BEGIN
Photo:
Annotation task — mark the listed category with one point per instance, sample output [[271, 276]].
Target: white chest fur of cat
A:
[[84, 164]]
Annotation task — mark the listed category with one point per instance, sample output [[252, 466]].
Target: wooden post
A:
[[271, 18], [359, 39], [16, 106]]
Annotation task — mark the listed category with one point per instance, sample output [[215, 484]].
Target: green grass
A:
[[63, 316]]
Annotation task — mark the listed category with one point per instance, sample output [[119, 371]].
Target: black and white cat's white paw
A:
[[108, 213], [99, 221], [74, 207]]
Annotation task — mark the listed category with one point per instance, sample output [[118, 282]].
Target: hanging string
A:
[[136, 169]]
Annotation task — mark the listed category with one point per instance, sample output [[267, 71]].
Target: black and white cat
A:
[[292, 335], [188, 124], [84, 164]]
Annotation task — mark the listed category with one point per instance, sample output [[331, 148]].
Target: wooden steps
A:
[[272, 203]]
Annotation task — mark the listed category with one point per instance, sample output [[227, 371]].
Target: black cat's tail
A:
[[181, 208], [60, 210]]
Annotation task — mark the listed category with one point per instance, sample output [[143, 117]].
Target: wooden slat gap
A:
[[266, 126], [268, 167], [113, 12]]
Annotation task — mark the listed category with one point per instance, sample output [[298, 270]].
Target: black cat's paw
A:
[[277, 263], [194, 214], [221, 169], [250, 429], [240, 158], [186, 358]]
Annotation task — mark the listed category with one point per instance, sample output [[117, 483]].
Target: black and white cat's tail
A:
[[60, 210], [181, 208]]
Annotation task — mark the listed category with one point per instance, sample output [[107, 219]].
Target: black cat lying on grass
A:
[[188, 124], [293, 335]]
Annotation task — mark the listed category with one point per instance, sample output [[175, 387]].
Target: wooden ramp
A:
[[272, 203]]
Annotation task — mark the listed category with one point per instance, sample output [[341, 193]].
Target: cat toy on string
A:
END
EXERCISE OBJECTIVE
Scan the material above for the word "grass", and copy every line in which it is found.

ANSWER BOX
Target: green grass
Target: black cat lying on grass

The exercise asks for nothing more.